ACTIVITY LIST
1) Please copy out the passage of the New Orleans Mardi Gras article below, starting with "Crowds are usually" and going on through "have been canceled.".
2) Write the next part of the New Orleans Mardi Gras article below, picking up after its final sentence.

Crowds are usually welcome and even encouraged in tourist-dependent New Orleans in the days leading up to Mardi Gras but as the final weekend of the 2021 season began Friday, police warned that crowds won’t be tolerated amid efforts to slow the spread of the coronavirus.

Police chief Shaun Ferguson held a news conference with state police and the New Orleans sheriff to drive home the point, saying a bar closure order that took effect Friday would be enforced through Fat Tuesday, the end of the annual pre-Lenten festivities.

File - In this March 9, 2011 file photo, police on horseback and foot clear out the crowds on Bourbon Street at midnight for the end of Mardi Gras festivities in New Orleans.

All parades in the city have been canceled.

Mardi Gras celebrations last year are now believed to have contributed to an early surge of infections in Louisiana.

The city said Bourbon Street would be closed to cars and pedestrians from 7 p.m. to 3 a.m. each day, with access limited to residents, business employees, hotel guests and restaurant patrons. On Mardi Gras itself, the closure will begin at 7 a.m., Ferguson said.

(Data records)

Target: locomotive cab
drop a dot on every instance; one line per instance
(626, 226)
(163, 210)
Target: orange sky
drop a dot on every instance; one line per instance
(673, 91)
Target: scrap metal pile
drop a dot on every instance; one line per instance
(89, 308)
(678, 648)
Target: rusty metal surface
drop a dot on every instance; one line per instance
---
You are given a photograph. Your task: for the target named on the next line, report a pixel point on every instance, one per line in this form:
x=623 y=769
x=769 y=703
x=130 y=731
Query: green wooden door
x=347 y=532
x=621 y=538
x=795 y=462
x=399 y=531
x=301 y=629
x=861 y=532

RESULTS OF THE EXERCISE
1)
Crowds are usually welcome and even encouraged in tourist-dependent New Orleans in the days leading up to Mardi Gras but as the final weekend of the 2021 season began Friday, police warned that crowds won’t be tolerated amid efforts to slow the spread of the coronavirus.

Police chief Shaun Ferguson held a news conference with state police and the New Orleans sheriff to drive home the point, saying a bar closure order that took effect Friday would be enforced through Fat Tuesday, the end of the annual pre-Lenten festivities.

File - In this March 9, 2011 file photo, police on horseback and foot clear out the crowds on Bourbon Street at midnight for the end of Mardi Gras festivities in New Orleans.

All parades in the city have been canceled.

2)
Restaurant capacity will be limited as it has been throughout the pandemic. And bars, including those that have temporary food permits enabling them to operate as restaurants, will be closed – not just in the French Quarter but throughout the city – until Ash Wednesday.

Other popular entertainment areas, including Decatur Street in the French Quarter and Frenchmen Street in the nearby Marigny neighborhood were to be shut down during what are normally peak hours. And a popular corridor outside the French Quarter that is a gathering spot for locals was being put off limits with fencing.

Ferguson said police will be on the lookout throughout the city for violators of the bar shutdown.

“If you think you’re going to be that bad actor and get away with that, I would ask that you think otherwise,” Ferguson said.